[START OF GIVEN DATA]

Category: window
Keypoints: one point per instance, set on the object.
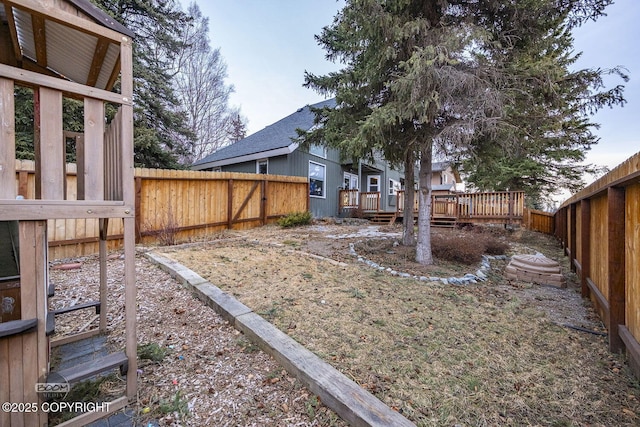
(262, 166)
(318, 150)
(394, 187)
(350, 181)
(373, 183)
(317, 179)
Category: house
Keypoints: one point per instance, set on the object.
(335, 184)
(444, 179)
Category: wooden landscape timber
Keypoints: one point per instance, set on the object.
(599, 227)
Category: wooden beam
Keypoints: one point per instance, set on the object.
(32, 79)
(52, 154)
(93, 169)
(17, 52)
(7, 140)
(40, 8)
(39, 39)
(99, 53)
(246, 200)
(585, 241)
(633, 349)
(230, 204)
(616, 265)
(603, 304)
(13, 210)
(572, 237)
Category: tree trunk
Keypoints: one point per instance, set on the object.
(423, 248)
(408, 233)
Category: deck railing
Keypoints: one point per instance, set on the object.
(470, 206)
(368, 201)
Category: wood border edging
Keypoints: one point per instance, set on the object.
(350, 401)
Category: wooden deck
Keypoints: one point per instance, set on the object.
(504, 207)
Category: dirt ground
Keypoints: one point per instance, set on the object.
(493, 353)
(496, 352)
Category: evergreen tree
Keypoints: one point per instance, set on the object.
(453, 77)
(414, 79)
(161, 135)
(238, 129)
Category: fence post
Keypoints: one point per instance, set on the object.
(616, 261)
(137, 206)
(585, 242)
(264, 186)
(230, 204)
(572, 238)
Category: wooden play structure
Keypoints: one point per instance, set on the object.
(58, 49)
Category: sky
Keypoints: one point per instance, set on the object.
(268, 45)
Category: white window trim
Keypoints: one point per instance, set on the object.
(324, 151)
(258, 165)
(324, 181)
(350, 176)
(369, 183)
(394, 186)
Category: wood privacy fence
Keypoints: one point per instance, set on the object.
(536, 220)
(600, 230)
(174, 205)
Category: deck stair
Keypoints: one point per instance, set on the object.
(382, 217)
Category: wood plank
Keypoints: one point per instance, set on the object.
(51, 147)
(16, 377)
(39, 39)
(572, 234)
(602, 302)
(32, 79)
(616, 261)
(7, 140)
(350, 401)
(585, 241)
(89, 417)
(632, 254)
(93, 170)
(11, 210)
(99, 53)
(91, 368)
(633, 349)
(15, 327)
(39, 8)
(130, 304)
(4, 379)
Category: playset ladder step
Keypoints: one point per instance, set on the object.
(94, 367)
(71, 308)
(14, 327)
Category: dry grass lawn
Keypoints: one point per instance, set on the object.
(492, 353)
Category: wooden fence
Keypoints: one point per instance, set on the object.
(173, 204)
(599, 228)
(536, 220)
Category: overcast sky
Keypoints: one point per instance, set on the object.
(268, 45)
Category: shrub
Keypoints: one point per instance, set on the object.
(295, 219)
(456, 248)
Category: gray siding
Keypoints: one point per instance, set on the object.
(299, 166)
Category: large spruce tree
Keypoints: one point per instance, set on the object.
(451, 77)
(161, 134)
(545, 130)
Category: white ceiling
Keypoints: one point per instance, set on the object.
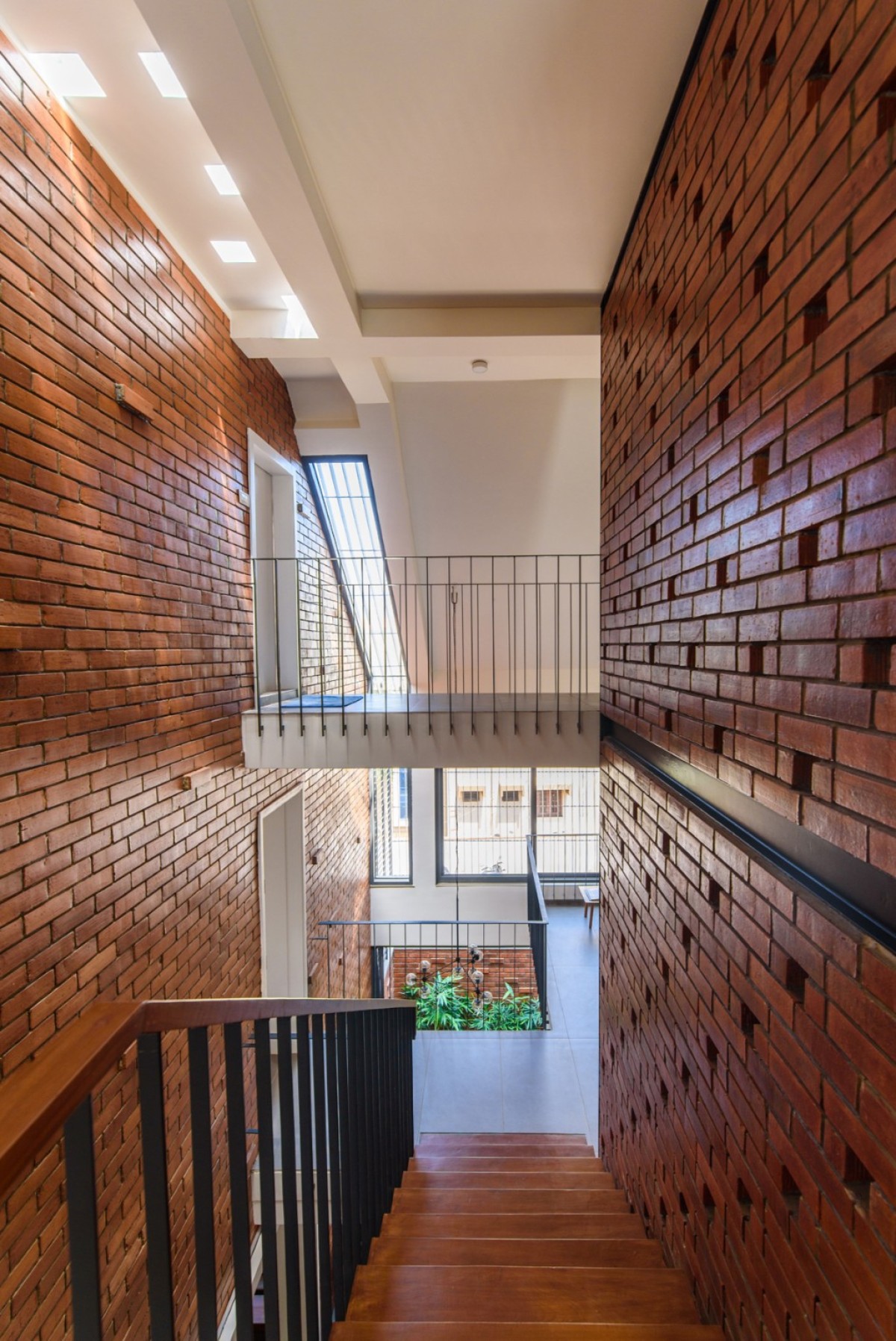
(479, 148)
(438, 181)
(395, 158)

[END OF GIVEN DATA]

THE EXERCISE - Strip out the images, then output the records above word for word.

EXERCISE OUTPUT -
Category: window
Keypoints: one point per instance, set on the object.
(262, 166)
(318, 150)
(394, 187)
(350, 181)
(373, 183)
(317, 179)
Category: house
Keypoints: one point per instance, set on the object.
(335, 184)
(444, 179)
Category: wooden landscape timber
Keypoints: one point per instance, set on the object.
(599, 227)
Category: wooden beam
Keypoints: one point per instance, set on the object.
(32, 79)
(52, 154)
(93, 169)
(17, 52)
(7, 140)
(40, 8)
(39, 39)
(99, 53)
(246, 200)
(585, 241)
(633, 349)
(230, 204)
(616, 265)
(603, 304)
(13, 210)
(572, 237)
Category: tree trunk
Keypoints: one point per instance, set on the object.
(423, 248)
(408, 233)
Category: deck railing
Keypoints: one point per instance, set on the object.
(470, 206)
(368, 201)
Category: wood border edging
Keypoints: one point per instance, set on the object.
(350, 401)
Category: wooden deck
Keypoints: one point per instance, set on the object.
(504, 207)
Category: dirt ground
Keypoints: one point per instance, set on the object.
(493, 353)
(496, 352)
Category: evergreen tree
Keypoints: one point per instance, set on the object.
(453, 77)
(414, 79)
(161, 135)
(238, 129)
Category: fence post
Keypoints: one point per instance, set on the object.
(616, 261)
(137, 206)
(585, 242)
(264, 186)
(230, 204)
(572, 238)
Category: wooden play structure
Keypoints: one point per instance, set on the object.
(58, 49)
Category: sky
Keypoints: one point per instance, set on the object.
(268, 45)
Category: white window trim
Keypoints: one point per instance, set on the object.
(324, 151)
(258, 165)
(324, 181)
(350, 176)
(369, 183)
(394, 186)
Category: wood privacy fence
Keypoints: one point per instance, set on the object.
(536, 220)
(600, 230)
(174, 205)
Category: deck stair
Keypoints: one point per instance, set on the object.
(382, 217)
Category: wood plank
Keypoints: one point per instance, set on the object.
(51, 147)
(16, 377)
(39, 39)
(572, 234)
(602, 302)
(32, 79)
(616, 261)
(7, 140)
(350, 401)
(585, 241)
(89, 417)
(632, 254)
(93, 170)
(11, 210)
(99, 53)
(91, 368)
(633, 349)
(15, 327)
(39, 8)
(130, 304)
(4, 379)
Category: playset ladder step
Keypoints: one point per instance, set on the object.
(94, 367)
(71, 308)
(14, 327)
Category: dry grass lawn
Keypoints: one point per instance, set on the object.
(492, 353)
Category: wooden fence
Keypoints: one point per instance, set on the object.
(173, 204)
(599, 228)
(536, 220)
Category: overcast sky
Keypoints: one point per instance, set on the object.
(268, 45)
Category: shrub
Keypoints: one point per instance, set on the object.
(295, 219)
(456, 248)
Category: gray siding
Keypoints: one point per instance, set on the object.
(299, 166)
Category: large spruce tree
Keypoints: one point per instance, set on the object.
(451, 77)
(161, 134)
(545, 130)
Category: white ceiling
Keypoints: one point per instance, set on the object.
(479, 148)
(438, 181)
(395, 158)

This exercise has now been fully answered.